__EXERCISE BRIEF__: When you repeat the records, keep every word exact and drop each picture.

__SUPPLIED DATA__:
————
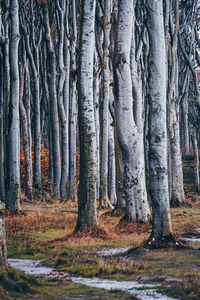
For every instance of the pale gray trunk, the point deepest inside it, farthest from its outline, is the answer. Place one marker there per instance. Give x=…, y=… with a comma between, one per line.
x=87, y=214
x=28, y=179
x=28, y=115
x=111, y=164
x=185, y=126
x=127, y=131
x=140, y=192
x=96, y=116
x=72, y=185
x=196, y=163
x=105, y=104
x=177, y=191
x=13, y=188
x=3, y=248
x=53, y=106
x=158, y=171
x=64, y=121
x=37, y=127
x=2, y=177
x=6, y=95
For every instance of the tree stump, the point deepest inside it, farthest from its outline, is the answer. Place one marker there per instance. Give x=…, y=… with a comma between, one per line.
x=3, y=248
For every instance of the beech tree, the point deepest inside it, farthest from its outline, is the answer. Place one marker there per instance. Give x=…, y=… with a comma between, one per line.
x=87, y=214
x=3, y=248
x=158, y=166
x=13, y=172
x=128, y=127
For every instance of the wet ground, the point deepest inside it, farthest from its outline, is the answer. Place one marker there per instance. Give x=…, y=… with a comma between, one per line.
x=142, y=291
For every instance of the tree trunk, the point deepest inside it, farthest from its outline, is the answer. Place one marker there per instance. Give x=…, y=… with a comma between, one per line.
x=128, y=134
x=2, y=177
x=72, y=185
x=13, y=189
x=3, y=249
x=158, y=170
x=87, y=214
x=64, y=121
x=105, y=104
x=96, y=97
x=28, y=183
x=53, y=106
x=111, y=165
x=196, y=164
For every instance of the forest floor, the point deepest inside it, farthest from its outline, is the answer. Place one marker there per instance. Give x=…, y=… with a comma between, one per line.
x=46, y=233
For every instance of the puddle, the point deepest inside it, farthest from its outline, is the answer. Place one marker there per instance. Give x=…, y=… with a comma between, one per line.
x=142, y=291
x=113, y=251
x=192, y=237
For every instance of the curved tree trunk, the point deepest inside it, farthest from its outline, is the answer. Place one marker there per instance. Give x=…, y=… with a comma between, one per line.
x=87, y=215
x=28, y=183
x=128, y=133
x=13, y=188
x=104, y=200
x=3, y=249
x=53, y=106
x=158, y=170
x=72, y=185
x=63, y=118
x=196, y=163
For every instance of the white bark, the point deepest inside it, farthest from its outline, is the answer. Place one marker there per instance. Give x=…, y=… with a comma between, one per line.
x=72, y=185
x=3, y=248
x=87, y=215
x=128, y=128
x=64, y=121
x=13, y=189
x=158, y=171
x=196, y=163
x=96, y=91
x=111, y=164
x=105, y=104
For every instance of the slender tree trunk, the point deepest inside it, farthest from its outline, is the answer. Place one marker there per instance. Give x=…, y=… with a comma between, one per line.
x=3, y=248
x=63, y=118
x=37, y=125
x=158, y=170
x=6, y=56
x=96, y=97
x=127, y=131
x=196, y=163
x=185, y=127
x=28, y=117
x=2, y=177
x=28, y=184
x=87, y=215
x=177, y=191
x=105, y=105
x=72, y=185
x=13, y=189
x=53, y=106
x=111, y=165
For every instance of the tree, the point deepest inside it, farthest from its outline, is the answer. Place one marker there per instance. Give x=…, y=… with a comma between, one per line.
x=87, y=215
x=53, y=105
x=3, y=249
x=158, y=166
x=13, y=177
x=177, y=193
x=127, y=122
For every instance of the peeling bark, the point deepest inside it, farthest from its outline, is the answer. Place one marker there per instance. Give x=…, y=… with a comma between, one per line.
x=87, y=214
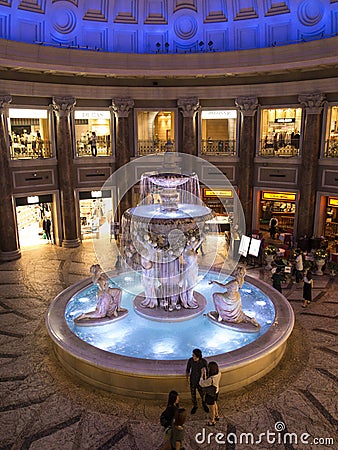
————
__REPLY__:
For every instance of the pale gray trunk, the point deepest inside it, farthest from its outline, is the answer. Place one marker there per instance. Give x=…, y=… with a comma between, one per line.
x=87, y=214
x=28, y=179
x=28, y=115
x=111, y=164
x=185, y=126
x=127, y=131
x=140, y=192
x=96, y=116
x=72, y=185
x=196, y=163
x=105, y=104
x=177, y=191
x=13, y=188
x=3, y=248
x=53, y=106
x=158, y=171
x=64, y=121
x=37, y=127
x=2, y=177
x=6, y=95
For every instance of the tree stump, the point deepest inside it, farthest from its outline, is the answer. Place one marker there per instance. Give x=…, y=… with a comma between, one per line.
x=3, y=248
For every instance of the beech tree, the point deepest inside it, farthest from its outline, is the answer. Place one marker there per instance. Give x=…, y=… with a comma between, one per line.
x=87, y=214
x=3, y=248
x=158, y=166
x=13, y=172
x=128, y=127
For every instance of the wet ground, the point deepest inside it, farthest from its outline, is the answer. Place one marker there per instance. Give x=…, y=… with a comma between, one per line.
x=142, y=291
For every instance of the tree trunk, the point deepest inside it, farthest from its outline, is the answer. Place one marker there per instance. Give x=…, y=… with a comma between, one per line.
x=128, y=134
x=2, y=177
x=72, y=185
x=13, y=189
x=3, y=249
x=158, y=170
x=87, y=214
x=64, y=121
x=105, y=104
x=96, y=97
x=28, y=183
x=53, y=106
x=111, y=165
x=196, y=164
For every instance of the forest floor, the point deepest inside it, farthest from its outline, is the answer. Place one marker there per instance. Give x=…, y=… with a comma between, one per line.
x=46, y=233
For every instance of the puddle, the point deepest inside it, farthest from its outline, is the answer. Place one marker there per instance. Give x=…, y=… with a comma between, one per line.
x=142, y=291
x=113, y=251
x=192, y=237
For every instance of the curved tree trunk, the point deepest inside it, farthest from its outline, is the answer. Place one marker there per instance. Give x=…, y=… with a comma between, one per line.
x=87, y=215
x=28, y=183
x=128, y=133
x=13, y=188
x=104, y=200
x=3, y=249
x=53, y=106
x=158, y=170
x=72, y=185
x=63, y=118
x=196, y=163
For every instance of the white bark, the point deepest inside it, farthest from its outline, is the answer. Place one marker there per instance. Give x=…, y=… with a comma between, one per line.
x=72, y=185
x=3, y=248
x=87, y=215
x=128, y=128
x=64, y=121
x=13, y=189
x=158, y=171
x=196, y=163
x=96, y=91
x=111, y=164
x=105, y=104
For every instance of the slender tree trunk, the point deepest inside it, farthest from its outline, is the answer. Place one marker there per instance. Give x=…, y=… with a comma between, one per line.
x=3, y=248
x=63, y=118
x=37, y=125
x=158, y=170
x=6, y=56
x=96, y=97
x=127, y=131
x=196, y=163
x=185, y=127
x=28, y=117
x=2, y=177
x=28, y=184
x=87, y=215
x=177, y=191
x=105, y=105
x=72, y=185
x=13, y=189
x=53, y=106
x=111, y=165
For every instance of the tree, the point deepest inside it, farthest from its outline, is the answer. Place one marker there per instance. Give x=…, y=… with a comma between, one per line.
x=87, y=215
x=53, y=105
x=3, y=249
x=158, y=166
x=13, y=177
x=177, y=193
x=127, y=122
For every instance of the peeling bark, the point deepest inside it, farthest from its outline, is the answer. Place one marker there per instance. Give x=…, y=… with a comma between, one per line.
x=87, y=214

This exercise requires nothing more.